_Exercise_
The complete listing should be copied out exactly.

__________________________________________________

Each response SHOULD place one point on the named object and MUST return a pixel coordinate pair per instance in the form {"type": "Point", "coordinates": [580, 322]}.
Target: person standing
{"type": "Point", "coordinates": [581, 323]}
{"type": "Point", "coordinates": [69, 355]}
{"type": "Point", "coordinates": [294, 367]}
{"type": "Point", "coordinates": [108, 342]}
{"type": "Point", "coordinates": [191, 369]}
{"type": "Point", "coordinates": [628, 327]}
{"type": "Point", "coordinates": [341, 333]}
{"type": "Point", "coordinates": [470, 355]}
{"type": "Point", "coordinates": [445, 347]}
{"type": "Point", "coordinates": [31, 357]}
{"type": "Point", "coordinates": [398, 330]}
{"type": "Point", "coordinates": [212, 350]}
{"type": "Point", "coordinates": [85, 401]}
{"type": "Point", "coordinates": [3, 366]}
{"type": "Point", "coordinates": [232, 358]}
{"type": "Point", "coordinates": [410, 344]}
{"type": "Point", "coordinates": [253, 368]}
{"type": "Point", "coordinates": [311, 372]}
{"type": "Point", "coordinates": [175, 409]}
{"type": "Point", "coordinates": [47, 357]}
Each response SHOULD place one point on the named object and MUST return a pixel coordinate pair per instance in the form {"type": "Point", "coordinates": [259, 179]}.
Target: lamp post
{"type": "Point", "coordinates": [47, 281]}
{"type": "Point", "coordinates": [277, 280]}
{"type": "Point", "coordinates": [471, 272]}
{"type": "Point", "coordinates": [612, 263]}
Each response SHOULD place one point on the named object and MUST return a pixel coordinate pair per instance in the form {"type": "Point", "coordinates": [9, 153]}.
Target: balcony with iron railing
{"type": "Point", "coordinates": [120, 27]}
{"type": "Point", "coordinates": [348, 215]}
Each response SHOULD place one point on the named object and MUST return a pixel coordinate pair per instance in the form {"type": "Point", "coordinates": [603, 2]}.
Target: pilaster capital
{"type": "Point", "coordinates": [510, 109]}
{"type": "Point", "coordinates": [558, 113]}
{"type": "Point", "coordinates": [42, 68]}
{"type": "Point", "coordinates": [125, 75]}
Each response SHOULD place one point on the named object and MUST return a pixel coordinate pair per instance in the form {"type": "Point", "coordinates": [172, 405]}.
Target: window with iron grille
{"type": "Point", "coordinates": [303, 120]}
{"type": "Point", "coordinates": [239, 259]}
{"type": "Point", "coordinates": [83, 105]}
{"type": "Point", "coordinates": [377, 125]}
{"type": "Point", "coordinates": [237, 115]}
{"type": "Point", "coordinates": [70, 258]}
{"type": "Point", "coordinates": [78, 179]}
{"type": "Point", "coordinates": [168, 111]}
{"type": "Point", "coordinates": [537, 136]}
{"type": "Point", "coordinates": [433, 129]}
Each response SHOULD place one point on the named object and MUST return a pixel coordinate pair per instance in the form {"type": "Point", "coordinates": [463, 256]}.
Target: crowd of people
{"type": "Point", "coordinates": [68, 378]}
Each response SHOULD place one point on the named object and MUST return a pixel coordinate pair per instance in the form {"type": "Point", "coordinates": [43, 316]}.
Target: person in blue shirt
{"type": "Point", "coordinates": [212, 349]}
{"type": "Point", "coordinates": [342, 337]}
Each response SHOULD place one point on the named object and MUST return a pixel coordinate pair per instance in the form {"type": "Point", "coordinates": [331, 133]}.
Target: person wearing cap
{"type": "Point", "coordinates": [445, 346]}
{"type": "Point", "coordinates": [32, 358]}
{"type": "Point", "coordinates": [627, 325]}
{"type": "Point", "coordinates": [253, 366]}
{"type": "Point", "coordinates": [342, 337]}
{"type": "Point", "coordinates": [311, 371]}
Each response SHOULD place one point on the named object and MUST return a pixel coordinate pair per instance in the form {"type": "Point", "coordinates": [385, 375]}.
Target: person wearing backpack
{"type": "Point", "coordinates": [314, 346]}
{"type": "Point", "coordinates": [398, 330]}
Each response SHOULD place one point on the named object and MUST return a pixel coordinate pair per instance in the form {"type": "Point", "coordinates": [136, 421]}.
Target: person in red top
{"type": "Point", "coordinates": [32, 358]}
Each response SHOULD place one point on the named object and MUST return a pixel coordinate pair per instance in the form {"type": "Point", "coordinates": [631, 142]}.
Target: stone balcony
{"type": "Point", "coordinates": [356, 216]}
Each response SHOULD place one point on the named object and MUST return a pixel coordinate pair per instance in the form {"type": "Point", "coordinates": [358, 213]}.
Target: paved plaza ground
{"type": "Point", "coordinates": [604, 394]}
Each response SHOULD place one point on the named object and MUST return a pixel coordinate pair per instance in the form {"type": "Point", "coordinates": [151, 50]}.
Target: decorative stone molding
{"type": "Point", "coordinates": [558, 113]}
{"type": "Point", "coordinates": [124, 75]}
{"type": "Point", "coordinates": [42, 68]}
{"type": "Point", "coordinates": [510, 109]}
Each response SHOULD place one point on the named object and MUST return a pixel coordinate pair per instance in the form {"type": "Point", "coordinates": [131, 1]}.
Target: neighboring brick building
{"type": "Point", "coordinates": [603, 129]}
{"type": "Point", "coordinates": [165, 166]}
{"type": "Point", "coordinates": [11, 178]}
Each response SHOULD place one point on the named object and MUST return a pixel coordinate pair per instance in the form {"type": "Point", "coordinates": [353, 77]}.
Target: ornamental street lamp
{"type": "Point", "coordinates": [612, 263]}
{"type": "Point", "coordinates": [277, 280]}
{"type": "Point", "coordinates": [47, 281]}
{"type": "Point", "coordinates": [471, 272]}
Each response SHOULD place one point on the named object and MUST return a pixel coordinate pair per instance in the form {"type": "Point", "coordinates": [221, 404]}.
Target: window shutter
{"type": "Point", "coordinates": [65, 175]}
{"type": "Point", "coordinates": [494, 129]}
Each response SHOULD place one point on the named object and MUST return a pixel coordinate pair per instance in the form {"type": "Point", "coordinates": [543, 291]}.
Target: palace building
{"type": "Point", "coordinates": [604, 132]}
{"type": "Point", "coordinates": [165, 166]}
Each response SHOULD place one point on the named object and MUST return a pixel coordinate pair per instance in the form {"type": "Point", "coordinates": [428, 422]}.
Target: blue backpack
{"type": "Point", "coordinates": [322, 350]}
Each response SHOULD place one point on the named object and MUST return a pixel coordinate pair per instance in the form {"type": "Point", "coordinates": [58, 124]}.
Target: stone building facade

__________________________________________________

_Exercise result_
Each response SHOULD place one point on the named object and MUST return a pixel coordinate pair per instance in the form {"type": "Point", "coordinates": [580, 322]}.
Target: person standing
{"type": "Point", "coordinates": [581, 323]}
{"type": "Point", "coordinates": [69, 355]}
{"type": "Point", "coordinates": [294, 367]}
{"type": "Point", "coordinates": [108, 342]}
{"type": "Point", "coordinates": [191, 369]}
{"type": "Point", "coordinates": [628, 327]}
{"type": "Point", "coordinates": [341, 333]}
{"type": "Point", "coordinates": [470, 355]}
{"type": "Point", "coordinates": [445, 347]}
{"type": "Point", "coordinates": [31, 357]}
{"type": "Point", "coordinates": [398, 330]}
{"type": "Point", "coordinates": [212, 350]}
{"type": "Point", "coordinates": [85, 401]}
{"type": "Point", "coordinates": [3, 366]}
{"type": "Point", "coordinates": [232, 358]}
{"type": "Point", "coordinates": [410, 344]}
{"type": "Point", "coordinates": [253, 368]}
{"type": "Point", "coordinates": [311, 372]}
{"type": "Point", "coordinates": [175, 409]}
{"type": "Point", "coordinates": [47, 357]}
Each response SHOULD place one point on the named object and MUST return a pixel coordinate pair per instance in the form {"type": "Point", "coordinates": [259, 179]}.
Target: lamp post
{"type": "Point", "coordinates": [47, 281]}
{"type": "Point", "coordinates": [277, 280]}
{"type": "Point", "coordinates": [471, 272]}
{"type": "Point", "coordinates": [612, 263]}
Each response SHOULD place one point on the named object and MUST return a pixel coordinate pair per instance in the form {"type": "Point", "coordinates": [9, 153]}.
Target: balcony with iron railing
{"type": "Point", "coordinates": [120, 27]}
{"type": "Point", "coordinates": [348, 215]}
Each response SHOULD place one point on the named object and MUST return a pixel coordinate pair per instance in the form {"type": "Point", "coordinates": [603, 2]}.
Target: pilaster capital
{"type": "Point", "coordinates": [510, 109]}
{"type": "Point", "coordinates": [558, 113]}
{"type": "Point", "coordinates": [42, 68]}
{"type": "Point", "coordinates": [125, 75]}
Each response SHOULD place one point on the named object and MUST return a pixel coordinate pair per instance in the form {"type": "Point", "coordinates": [172, 405]}.
Target: window with iron grille
{"type": "Point", "coordinates": [303, 120]}
{"type": "Point", "coordinates": [239, 259]}
{"type": "Point", "coordinates": [83, 105]}
{"type": "Point", "coordinates": [377, 125]}
{"type": "Point", "coordinates": [237, 115]}
{"type": "Point", "coordinates": [70, 258]}
{"type": "Point", "coordinates": [78, 179]}
{"type": "Point", "coordinates": [168, 111]}
{"type": "Point", "coordinates": [537, 136]}
{"type": "Point", "coordinates": [433, 129]}
Each response SHOULD place one point on the named object and MUST return a pixel coordinate pair per instance in the form {"type": "Point", "coordinates": [463, 256]}.
Target: crowd of people
{"type": "Point", "coordinates": [68, 378]}
Each response SHOULD place one point on the named object and MUST return a pixel coordinate pair per instance in the form {"type": "Point", "coordinates": [43, 316]}.
Target: person in blue shirt
{"type": "Point", "coordinates": [212, 349]}
{"type": "Point", "coordinates": [342, 337]}
Each response SHOULD place one point on the named object and MUST return a pixel coordinate pair per instance in the form {"type": "Point", "coordinates": [331, 133]}.
Target: person wearing cap
{"type": "Point", "coordinates": [445, 346]}
{"type": "Point", "coordinates": [32, 358]}
{"type": "Point", "coordinates": [627, 325]}
{"type": "Point", "coordinates": [253, 366]}
{"type": "Point", "coordinates": [342, 337]}
{"type": "Point", "coordinates": [311, 371]}
Each response SHOULD place one point on the named object and MUST return a pixel coordinate pair per instance in the form {"type": "Point", "coordinates": [385, 375]}.
Target: person wearing backpack
{"type": "Point", "coordinates": [314, 346]}
{"type": "Point", "coordinates": [398, 330]}
Each response SHOULD place one point on the named object and MUST return a pixel coordinate pair per instance in the form {"type": "Point", "coordinates": [136, 421]}.
Target: person in red top
{"type": "Point", "coordinates": [32, 358]}
Each response SHOULD place one point on the named object and MUST return a pixel coordinate pair per instance in the form {"type": "Point", "coordinates": [631, 142]}.
Target: stone balcony
{"type": "Point", "coordinates": [356, 216]}
Each response SHOULD place one point on the named object and MUST return a pixel coordinate pair per instance in the form {"type": "Point", "coordinates": [358, 213]}.
Target: paved plaza ground
{"type": "Point", "coordinates": [604, 394]}
Each response SHOULD place one point on the named object and MUST return a pixel coordinate pair per instance in the form {"type": "Point", "coordinates": [151, 50]}.
Target: decorative stone molding
{"type": "Point", "coordinates": [558, 113]}
{"type": "Point", "coordinates": [124, 75]}
{"type": "Point", "coordinates": [42, 68]}
{"type": "Point", "coordinates": [510, 109]}
Each response SHOULD place one point on the named object and MUST return a pixel coordinate pair per instance in the form {"type": "Point", "coordinates": [131, 1]}.
Target: neighboring brick building
{"type": "Point", "coordinates": [603, 129]}
{"type": "Point", "coordinates": [165, 166]}
{"type": "Point", "coordinates": [11, 178]}
Each response SHOULD place one point on the named object and MUST return a pixel coordinate pair per instance in the form {"type": "Point", "coordinates": [353, 77]}.
Target: ornamental street lamp
{"type": "Point", "coordinates": [612, 263]}
{"type": "Point", "coordinates": [277, 280]}
{"type": "Point", "coordinates": [47, 281]}
{"type": "Point", "coordinates": [471, 272]}
Each response SHOULD place one point on the named object and MUST return a pixel coordinate pair per instance in the form {"type": "Point", "coordinates": [221, 404]}.
Target: window shutter
{"type": "Point", "coordinates": [65, 175]}
{"type": "Point", "coordinates": [494, 129]}
Each response SHOULD place one point on the named object and MUST return a pixel coordinate pair per instance in the form {"type": "Point", "coordinates": [543, 291]}.
Target: palace building
{"type": "Point", "coordinates": [604, 132]}
{"type": "Point", "coordinates": [165, 166]}
Each response SHOULD place one point on the named object and MUST return a pixel coordinate pair per instance in the form {"type": "Point", "coordinates": [428, 422]}.
Target: blue backpack
{"type": "Point", "coordinates": [322, 350]}
Each response SHOULD place one point on the named object and MUST return a pixel coordinate pair per instance in the form {"type": "Point", "coordinates": [58, 124]}.
Target: stone building facade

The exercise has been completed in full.